_Task item A:_ Translate the sentence "I did not have a clip for this prototype." from the forum thread about a kitless pen into French.
_Task item B:_ Print the passage of the forum thread about a kitless pen that runs from the words "Many thanks Duncan." up to and including the words "the color !!!!".

_Excerpted passage:_
*****

# My First real kitless pen



## jcgolov (Mar 4, 2017)

Hi. I quickly made some resin last night, so I could go back into trying to complete a kitless pen today since I, for once, have enough time. 
I have had 3-4 goes at it in the past that ended either in disaster or the creation the most ugly looking pens. :-(
You may note that the section is a little bit in a dodgy state. This was again my attempt to engrave something on the section using a new Chinese laser engraver for the first time some weeks ago. Obviously the settings for the laser were not quite right.  It was not part of design 
I did not have a clip for this prototype.
It is 5.5 inches long with a cap of of 2.3 inches and a barrel including the section and the nib of 4.7inches.
The section comes from an El-Grande with a tweaked nib.
I do have some question: Are the sizes acceptable for this fountain pen. Also I have seen some amazing pens here and some had a ring, and I wonder how folks insert a ring on the cap.. I just can't figure out how you can do that. Finally is the thread OK?
Many thanks


----------



## Racer3770 (Mar 4, 2017)

Looks great to me! Nice job. I like that deep color red. 


Sent from my iPhone using Penturners.org mobile app


----------



## jcgolov (Mar 4, 2017)

Racer3770 said:


> Looks great to me! Nice job. I like that deep color red.
> 
> 
> Sent from my iPhone using Penturners.org mobile app



You would not believe how I got this red. 3 pots, one with Blue and Gold PerlEx, one Red with Silver and one with Green and another type of Gold. Mixed the lot in one pot and poured. Complete surprise


----------



## Racer3770 (Mar 4, 2017)

jcgolov said:


> Racer3770 said:
> 
> 
> > Looks great to me! Nice job. I like that deep color red.
> ...




And it came out completely red? lol that's awesome. That's what I love about casting. 



Sent from my iPhone using Penturners.org mobile app


----------



## jcgolov (Mar 4, 2017)

Yep. I had in my mind something brownish because of the green and blue.... I wonder if the silver PeralEx with the red resin made the difference given the same proportion for 3 pots.


----------



## duncsuss (Mar 5, 2017)

Cap rings: here is a thread I remembered having some great information ... LINK


----------



## jcgolov (Mar 5, 2017)

duncsuss said:


> Cap rings: here is a thread I remembered having some great information ... LINK



Many thanks Duncan. 
I have saved the link as a pdf and I going to take a dive into trying to get the procedure right.....
Brillant as I like to see things, it helps.
Jean Claude


----------



## magpens (Mar 5, 2017)

Great pen ... love the color !!!!

I am sure you have seen this:

http://content.penturners.org/library/techniques/adding_bands_to_your_caps.pdf


----------

*****

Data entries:

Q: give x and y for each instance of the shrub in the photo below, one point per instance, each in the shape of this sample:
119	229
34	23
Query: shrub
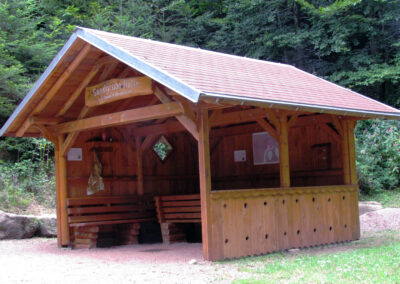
378	155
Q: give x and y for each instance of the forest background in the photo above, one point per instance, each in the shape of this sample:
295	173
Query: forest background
353	43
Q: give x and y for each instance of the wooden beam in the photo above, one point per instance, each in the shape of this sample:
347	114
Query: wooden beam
352	152
215	115
57	85
139	163
268	127
205	183
284	152
336	124
120	118
229	118
108	69
78	91
237	117
58	198
292	120
148	141
63	194
329	129
188	123
46	133
71	138
345	153
45	120
273	119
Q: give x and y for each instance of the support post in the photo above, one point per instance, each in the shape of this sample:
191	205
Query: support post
345	153
284	151
139	170
62	191
352	152
58	199
205	181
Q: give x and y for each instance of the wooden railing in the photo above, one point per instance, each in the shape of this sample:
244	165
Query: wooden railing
252	222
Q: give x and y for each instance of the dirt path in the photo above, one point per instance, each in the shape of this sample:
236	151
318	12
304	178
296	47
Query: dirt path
40	261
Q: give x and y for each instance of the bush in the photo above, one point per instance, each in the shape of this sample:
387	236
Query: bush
378	155
27	174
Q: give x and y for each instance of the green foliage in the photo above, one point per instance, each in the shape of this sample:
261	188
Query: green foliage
351	42
378	155
26	173
373	259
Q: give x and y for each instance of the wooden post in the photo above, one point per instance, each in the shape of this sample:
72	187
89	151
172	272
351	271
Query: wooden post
205	182
284	151
352	152
345	153
139	170
58	200
63	193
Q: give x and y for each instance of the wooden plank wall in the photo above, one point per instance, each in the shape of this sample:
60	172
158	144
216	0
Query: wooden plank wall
305	170
253	222
178	174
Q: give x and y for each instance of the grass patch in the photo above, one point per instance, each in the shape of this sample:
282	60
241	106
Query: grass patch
373	259
388	198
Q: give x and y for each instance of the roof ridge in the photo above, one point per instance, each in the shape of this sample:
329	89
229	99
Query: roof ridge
189	48
346	89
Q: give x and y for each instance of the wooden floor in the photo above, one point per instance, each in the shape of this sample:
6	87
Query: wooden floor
252	222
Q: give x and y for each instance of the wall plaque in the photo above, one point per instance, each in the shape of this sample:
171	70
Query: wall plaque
117	89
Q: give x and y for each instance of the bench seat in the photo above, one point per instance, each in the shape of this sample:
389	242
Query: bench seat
173	209
86	214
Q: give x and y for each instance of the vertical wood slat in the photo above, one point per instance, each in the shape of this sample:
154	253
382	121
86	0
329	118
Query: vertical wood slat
139	161
205	182
62	171
345	153
284	152
266	218
58	199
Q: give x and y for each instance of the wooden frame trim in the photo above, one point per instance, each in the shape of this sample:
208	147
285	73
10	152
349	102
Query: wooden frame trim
187	122
284	151
120	118
205	183
57	85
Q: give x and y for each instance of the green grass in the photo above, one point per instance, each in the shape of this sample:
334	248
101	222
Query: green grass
373	259
388	198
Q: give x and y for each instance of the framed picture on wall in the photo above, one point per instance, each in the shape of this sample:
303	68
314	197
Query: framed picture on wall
265	149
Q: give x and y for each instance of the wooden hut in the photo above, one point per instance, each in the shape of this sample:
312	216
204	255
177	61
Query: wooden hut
261	154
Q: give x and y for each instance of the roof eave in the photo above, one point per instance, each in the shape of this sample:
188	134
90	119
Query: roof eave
138	64
224	98
38	83
143	67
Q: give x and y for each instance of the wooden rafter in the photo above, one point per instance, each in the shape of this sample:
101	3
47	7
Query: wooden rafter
292	120
46	133
45	120
71	138
78	91
57	85
187	122
273	119
108	69
268	127
120	118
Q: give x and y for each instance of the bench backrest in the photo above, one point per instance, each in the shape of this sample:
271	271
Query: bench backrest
110	209
178	208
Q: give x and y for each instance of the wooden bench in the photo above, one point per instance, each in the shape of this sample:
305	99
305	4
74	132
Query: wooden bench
87	214
172	209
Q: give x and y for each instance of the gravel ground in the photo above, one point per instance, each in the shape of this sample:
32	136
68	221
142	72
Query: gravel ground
40	261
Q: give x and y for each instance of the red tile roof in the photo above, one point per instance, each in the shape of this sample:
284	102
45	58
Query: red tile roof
217	73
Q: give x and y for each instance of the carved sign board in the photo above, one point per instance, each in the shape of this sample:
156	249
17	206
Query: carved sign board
117	89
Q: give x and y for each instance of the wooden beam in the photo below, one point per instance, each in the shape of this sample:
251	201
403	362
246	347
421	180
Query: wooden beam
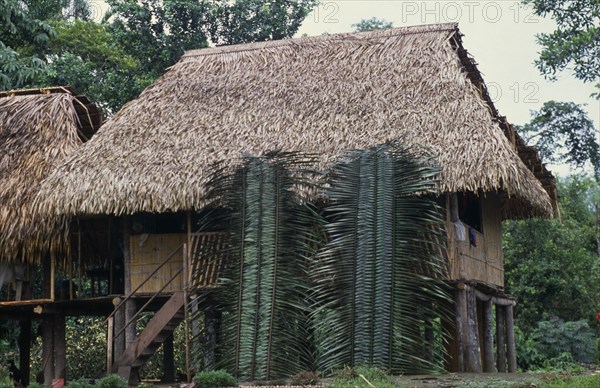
48	348
118	324
130	305
459	319
25	350
110	342
510	339
473	359
500	338
60	346
168	361
488	338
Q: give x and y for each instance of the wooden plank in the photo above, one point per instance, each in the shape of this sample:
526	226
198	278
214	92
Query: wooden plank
25	350
151	331
147	253
459	314
109	343
510	340
473	359
500	338
60	346
488	338
48	348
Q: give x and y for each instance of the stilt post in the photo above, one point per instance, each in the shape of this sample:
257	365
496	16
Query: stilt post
48	348
25	350
460	309
488	338
501	338
510	339
473	362
60	353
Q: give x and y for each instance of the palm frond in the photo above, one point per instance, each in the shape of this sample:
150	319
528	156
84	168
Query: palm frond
380	263
264	285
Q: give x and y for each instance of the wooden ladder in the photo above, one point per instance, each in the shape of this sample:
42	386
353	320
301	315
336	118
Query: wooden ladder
160	327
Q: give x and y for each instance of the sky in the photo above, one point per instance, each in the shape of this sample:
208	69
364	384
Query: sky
499	34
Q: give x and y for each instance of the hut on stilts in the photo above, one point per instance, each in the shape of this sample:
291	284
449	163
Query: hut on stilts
146	170
38	129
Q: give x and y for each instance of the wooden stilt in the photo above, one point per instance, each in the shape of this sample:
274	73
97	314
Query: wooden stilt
110	343
473	359
451	350
510	339
60	346
212	317
118	323
25	350
168	360
130	305
488	338
79	266
48	348
460	308
501	338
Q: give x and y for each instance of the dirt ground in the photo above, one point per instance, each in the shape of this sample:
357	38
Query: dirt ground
467	380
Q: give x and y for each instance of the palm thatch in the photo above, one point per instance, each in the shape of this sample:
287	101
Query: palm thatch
321	95
38	129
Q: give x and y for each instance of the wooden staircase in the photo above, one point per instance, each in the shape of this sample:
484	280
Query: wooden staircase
160	327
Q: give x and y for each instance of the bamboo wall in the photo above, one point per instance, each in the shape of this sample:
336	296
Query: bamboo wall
147	252
485	262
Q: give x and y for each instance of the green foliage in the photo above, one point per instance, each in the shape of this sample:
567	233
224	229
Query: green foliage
567	381
112	381
562	132
556	337
21	40
88	57
378	285
362	376
551	266
305	378
372	24
156	33
264	286
575	42
81	383
214	379
244	21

*****

_Exercise output A:_ Je n'avais pas d'agrafe pour ce prototype.

_Exercise output B:_
Many thanks Duncan. 
I have saved the link as a pdf and I going to take a dive into trying to get the procedure right.....
Brillant as I like to see things, it helps.
Jean Claude


----------



## magpens (Mar 5, 2017)

Great pen ... love the color !!!!